_PROBLEM TO SOLVE_
Render the lines below as a numbered list, skipping blank lines and leaving out the pictures.

_EXERCISE INPUT_
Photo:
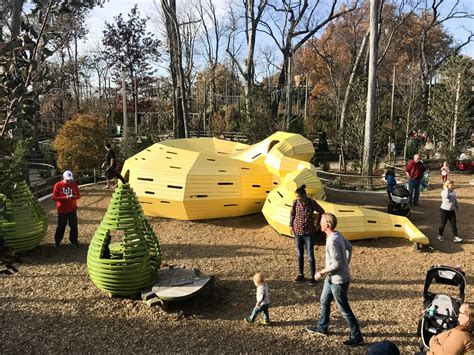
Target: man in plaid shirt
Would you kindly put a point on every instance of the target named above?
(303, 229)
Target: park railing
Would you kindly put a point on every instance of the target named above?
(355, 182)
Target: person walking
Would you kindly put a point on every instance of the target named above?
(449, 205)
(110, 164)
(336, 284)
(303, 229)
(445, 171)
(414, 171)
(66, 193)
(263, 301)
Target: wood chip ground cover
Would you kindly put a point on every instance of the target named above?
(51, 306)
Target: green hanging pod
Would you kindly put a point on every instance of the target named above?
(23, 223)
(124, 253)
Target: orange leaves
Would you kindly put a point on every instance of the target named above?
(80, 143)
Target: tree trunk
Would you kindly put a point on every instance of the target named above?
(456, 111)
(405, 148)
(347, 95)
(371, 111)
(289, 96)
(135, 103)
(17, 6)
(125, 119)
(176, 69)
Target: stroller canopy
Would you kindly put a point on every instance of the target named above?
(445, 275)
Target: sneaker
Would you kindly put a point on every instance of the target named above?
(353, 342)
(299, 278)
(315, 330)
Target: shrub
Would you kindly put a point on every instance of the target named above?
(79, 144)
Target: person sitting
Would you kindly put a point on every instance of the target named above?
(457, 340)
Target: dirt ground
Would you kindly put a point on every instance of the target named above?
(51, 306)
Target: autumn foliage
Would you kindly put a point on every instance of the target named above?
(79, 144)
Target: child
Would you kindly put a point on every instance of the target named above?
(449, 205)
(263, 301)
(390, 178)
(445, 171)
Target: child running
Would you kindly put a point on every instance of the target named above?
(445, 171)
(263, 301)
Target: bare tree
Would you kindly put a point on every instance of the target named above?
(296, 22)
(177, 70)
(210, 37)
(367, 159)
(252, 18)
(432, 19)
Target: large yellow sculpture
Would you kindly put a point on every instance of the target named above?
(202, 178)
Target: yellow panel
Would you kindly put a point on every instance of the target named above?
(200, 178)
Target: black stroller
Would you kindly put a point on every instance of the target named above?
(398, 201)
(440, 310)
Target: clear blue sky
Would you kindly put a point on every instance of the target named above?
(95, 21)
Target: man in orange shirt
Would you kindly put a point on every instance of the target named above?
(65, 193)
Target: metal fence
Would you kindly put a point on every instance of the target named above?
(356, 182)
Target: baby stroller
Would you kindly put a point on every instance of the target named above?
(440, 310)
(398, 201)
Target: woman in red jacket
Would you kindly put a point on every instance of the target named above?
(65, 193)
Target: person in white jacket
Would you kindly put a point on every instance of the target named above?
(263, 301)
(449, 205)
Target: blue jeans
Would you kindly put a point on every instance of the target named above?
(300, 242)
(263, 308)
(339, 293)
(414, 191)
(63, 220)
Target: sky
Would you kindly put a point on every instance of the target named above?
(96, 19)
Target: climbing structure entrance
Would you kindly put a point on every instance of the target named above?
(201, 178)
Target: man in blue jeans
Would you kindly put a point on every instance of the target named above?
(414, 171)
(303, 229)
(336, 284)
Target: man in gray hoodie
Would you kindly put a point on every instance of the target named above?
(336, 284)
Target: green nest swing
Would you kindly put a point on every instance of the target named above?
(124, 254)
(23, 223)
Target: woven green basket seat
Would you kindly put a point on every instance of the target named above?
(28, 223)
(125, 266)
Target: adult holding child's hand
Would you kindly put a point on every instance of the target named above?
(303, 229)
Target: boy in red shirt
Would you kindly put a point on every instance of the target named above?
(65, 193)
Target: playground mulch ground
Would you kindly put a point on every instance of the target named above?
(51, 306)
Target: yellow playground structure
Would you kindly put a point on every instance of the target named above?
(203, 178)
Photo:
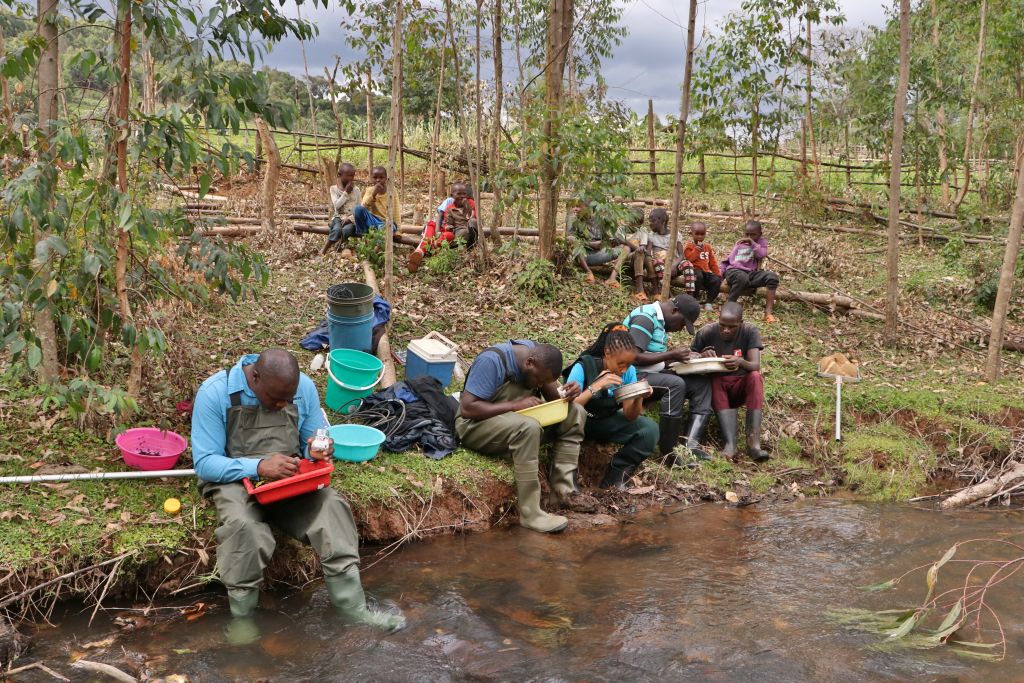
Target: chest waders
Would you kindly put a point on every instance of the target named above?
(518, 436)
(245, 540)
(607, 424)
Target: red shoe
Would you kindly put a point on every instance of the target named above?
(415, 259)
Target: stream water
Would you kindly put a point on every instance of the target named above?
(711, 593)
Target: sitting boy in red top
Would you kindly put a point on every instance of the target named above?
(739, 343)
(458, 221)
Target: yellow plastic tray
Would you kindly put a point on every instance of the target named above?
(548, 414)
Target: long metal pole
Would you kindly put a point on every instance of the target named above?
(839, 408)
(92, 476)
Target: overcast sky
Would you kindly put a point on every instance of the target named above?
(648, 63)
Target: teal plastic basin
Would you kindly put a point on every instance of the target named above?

_FINISHED EXERCISE_
1. Photo:
2. Target: man in plaid shirt
3. Would you kindly put a point on every instance of the target named above?
4. (303, 229)
5. Target: park railing
6. Would you kindly put a point on every instance of the target named above?
7. (355, 182)
8. Target: person walking
9. Would you kindly put a point on every instance of the target named above?
10. (449, 205)
11. (110, 164)
12. (336, 284)
13. (303, 229)
14. (445, 171)
15. (414, 171)
16. (66, 193)
17. (263, 301)
18. Target: wood chip ground cover
19. Would you kindly put a point on every instance of the target named above?
20. (51, 306)
21. Target: green hanging pod
22. Would you kindly put a point on every instance of the target named above?
23. (23, 223)
24. (124, 253)
25. Target: orange leaves
26. Would you kindly put a point on every instance of the target named above?
27. (80, 143)
28. Target: tree trunk
29. Would you kindly put a point on every instance of the target named above?
30. (456, 111)
31. (405, 148)
32. (347, 95)
33. (371, 111)
34. (289, 96)
35. (135, 103)
36. (17, 6)
37. (125, 119)
38. (176, 69)
39. Target: stroller canopy
40. Would you kindly put a point on every instance of the target named above?
41. (445, 275)
42. Target: sneaker
43. Would you kindly put a point on every instance of the target named above?
44. (353, 342)
45. (299, 278)
46. (315, 330)
47. Target: shrub
48. Would you kindly put a point on every instance of the target named above?
49. (79, 144)
50. Target: person sitting
51. Would you kindly put a point on every instance of the target named above?
52. (457, 340)
53. Target: dirt ground
54. Would you kindly put a point on every instance of the target named above?
55. (51, 306)
56. Target: autumn foliage
57. Would you kindly put a point on every instance of the target named above?
58. (79, 144)
59. Target: child
60. Would you kindly put a point on every instance of the target named above?
61. (449, 205)
62. (263, 301)
63. (390, 178)
64. (445, 171)
65. Target: child running
66. Would you kindly put a point on every instance of the target named above?
67. (445, 171)
68. (263, 301)
69. Target: bare tree
70. Would you kindly put a point on every instance of the target named above?
71. (296, 22)
72. (177, 70)
73. (210, 37)
74. (367, 159)
75. (252, 18)
76. (432, 19)
77. Target: large yellow sculpture
78. Would you kindly put a point on every instance of the target named above?
79. (202, 178)
80. Target: yellow panel
81. Would you kindly put a point on every instance of the target named above?
82. (200, 178)
83. Target: black stroller
84. Would you kindly put a point on every instance of the target named above?
85. (398, 201)
86. (440, 310)
87. Target: clear blue sky
88. Would you kindly put a point on every instance of the target named above?
89. (95, 21)
90. Target: man in orange shirt
91. Would you kindly put a point on every instance of the target named above?
92. (65, 193)
93. Target: metal fence
94. Would you kindly put a point on every instance of the target named above?
95. (356, 182)
96. Target: baby stroller
97. Would you kindly put a point on every instance of the target named above?
98. (440, 310)
99. (398, 201)
100. Target: woman in red jacket
101. Would you kindly put a point on every instance of the target named above?
102. (65, 193)
103. Target: person in white jacket
104. Would you kindly put a point on every instance of the target named above?
105. (263, 301)
106. (449, 205)
107. Target: blue jeans
108. Would you kindly put a point on every instance of the target named above?
109. (300, 242)
110. (263, 308)
111. (339, 293)
112. (414, 191)
113. (63, 220)
114. Target: sky
115. Would you kindly put a point on every instance of the target named above?
116. (96, 19)
117. Target: climbing structure entrance
118. Would you kindly put a point on every instance of the target named above?
119. (201, 178)
120. Target: man in blue jeans
121. Would you kindly put a point on every instance of the target named above?
122. (414, 171)
123. (303, 229)
124. (336, 284)
125. Target: man in gray hoodie
126. Would you kindly put a point on every instance of the target named above?
127. (336, 284)
128. Target: green nest swing
129. Would you kindly put a point on every instance of the target named above?
130. (124, 254)
131. (23, 223)
132. Target: woven green basket seat
133. Would you kindly put a point on every instance of the target named above?
134. (28, 223)
135. (125, 266)
136. Target: adult holding child's hand
137. Would you kindly put a point on every instance of the target named above?
138. (303, 229)
139. Target: boy in red shirt
140. Would you kindly put a point on every instance of the target named above?
141. (65, 193)
142. Target: playground mulch ground
143. Would you kindly put a point on every instance of the target named above?
144. (51, 306)
145. Target: yellow playground structure
146. Would you kindly put a point on every instance of the target named above?
147. (203, 178)
148. Photo:
149. Target: chest waders
150. Would you kindly put a point on every instance of the target named above?
151. (518, 436)
152. (245, 540)
153. (607, 424)
154. Target: red shoe
155. Would you kindly put a point on every instance of the target named above?
156. (415, 259)
157. Target: stream water
158. Would you kindly put a point on every instance of the target named above?
159. (711, 593)
160. Target: sitting boy in red top
161. Would you kindly put a point on every instance of the target named above?
162. (739, 343)
163. (458, 221)
164. Target: yellow plastic tray
165. Would you kindly put a point on every instance of the target named above?
166. (548, 414)
167. Target: long metal pole
168. Would you kindly put a point on every instance of the target named above?
169. (839, 408)
170. (92, 476)
171. Target: overcast sky
172. Would you kindly put a point on every instance of the target named above?
173. (648, 63)
174. Target: teal plastic basin
175. Would you kindly put a point on every instance of the target named above?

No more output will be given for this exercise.